What the task requires → In the passage below on raising a writer, how many years in a row does she attend a different school?

Have her born on the first day of spring when day and night are equal lengths and the world is bursting with creativity.
Place her in a family that believes she is an airhead, mostly a dreamer. Have everyone constantly tell her, “Your head is in the clouds.” “What are you always thinking about?” “Join us here on earth” “You live in another world.”
This makes her a wonderer and as a writer there is nothing better to be than a wonderer.
Put that same child in a family that thinks she is a bit “strong willed” (which is just another word for stubborn). She will need this quality to continue to believe in make-believe.
Have her live with a very religious family (say, a family wherein the Dad is a preacher) that tells her all about God and Bible stories full of miracles. You see, miracles will make her believe that the world is malleable and full of possibilities. This is key to making up stories.
I mean, really, who gets to have their Dad baptize them in the River Jordan in Israel.
When she is twelve years old, make her move from the North to the South and then set her up for complete friendlessness. Make her go to a different school from 6th–10th grade, five years in a row, because she will eventually escape into books.
Give her a flowered diary with a key. Don’t try and read her diary, because she is just wrapping words around her world, and they don’t always make much sense. Really she hasn’t quite figured out the difference between lying and fiction.
(This is my real diary without the key—of course I lost the key)
Don’t give her anything to do during her childhood summers except wander forests, lakes and rivers. Let her only toy be a typewriter and art books. Let her only field trips be to the church or library (both of which harbor books of every kind).
Help her staple her “books” made of crooked pages and hand-colored covers.
Let her hide in Libraries but try really hard not to make fun of her for being a “bookworm,” because eventually she will own as many books as the library.
Make her go to five or six church services a week, because eventually she’ll stop listening and learn to daydream while it looks like she is paying attention.
Daydreaming is a fundamental skill for all writers.
Let her first love be fictional. For example: Ned Nickerson.
Don’t roll your eyes when she joins the Latin Club. There is no better place to fall in love with language than the Latin Club. There is no better place to fall in love with mythology. Stories built on stories. It is a wonder and a joy.
Pay for her to go to college in the south where she will meet the most wonderful people, and find a place where stories are more prolific than the truth. It is there that she will find “her people.”

Records from a data source

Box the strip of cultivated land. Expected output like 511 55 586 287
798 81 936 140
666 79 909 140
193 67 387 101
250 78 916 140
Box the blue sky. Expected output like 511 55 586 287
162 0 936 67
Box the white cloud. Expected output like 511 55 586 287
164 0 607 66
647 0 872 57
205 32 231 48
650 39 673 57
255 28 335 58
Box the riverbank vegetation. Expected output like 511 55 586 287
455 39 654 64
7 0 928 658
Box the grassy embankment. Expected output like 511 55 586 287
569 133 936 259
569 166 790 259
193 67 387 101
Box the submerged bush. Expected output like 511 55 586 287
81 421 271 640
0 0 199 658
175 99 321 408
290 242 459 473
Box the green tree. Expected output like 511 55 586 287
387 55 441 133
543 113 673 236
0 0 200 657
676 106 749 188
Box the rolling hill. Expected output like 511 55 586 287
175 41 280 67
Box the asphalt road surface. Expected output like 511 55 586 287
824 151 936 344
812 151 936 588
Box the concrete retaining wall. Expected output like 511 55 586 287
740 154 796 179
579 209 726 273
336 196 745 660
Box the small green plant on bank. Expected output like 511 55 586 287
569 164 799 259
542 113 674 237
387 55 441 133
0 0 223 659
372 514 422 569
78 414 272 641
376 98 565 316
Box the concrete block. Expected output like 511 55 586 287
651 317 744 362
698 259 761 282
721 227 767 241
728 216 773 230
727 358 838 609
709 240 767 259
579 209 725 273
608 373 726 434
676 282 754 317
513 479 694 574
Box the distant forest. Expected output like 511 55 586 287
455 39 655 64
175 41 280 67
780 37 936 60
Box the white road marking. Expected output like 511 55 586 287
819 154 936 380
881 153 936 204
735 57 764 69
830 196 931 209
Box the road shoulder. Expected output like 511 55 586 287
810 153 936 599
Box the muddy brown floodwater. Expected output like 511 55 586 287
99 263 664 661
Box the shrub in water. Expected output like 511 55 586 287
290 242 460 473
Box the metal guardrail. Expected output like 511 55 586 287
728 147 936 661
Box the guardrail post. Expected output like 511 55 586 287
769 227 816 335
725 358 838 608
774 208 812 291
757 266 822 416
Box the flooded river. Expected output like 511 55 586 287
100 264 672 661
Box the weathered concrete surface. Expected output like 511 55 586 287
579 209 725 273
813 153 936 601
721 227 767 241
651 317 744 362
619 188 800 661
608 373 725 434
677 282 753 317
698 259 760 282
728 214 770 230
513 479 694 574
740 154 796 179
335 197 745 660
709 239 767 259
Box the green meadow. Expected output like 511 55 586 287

Exercise result → Five years, from 6th through 10th grade.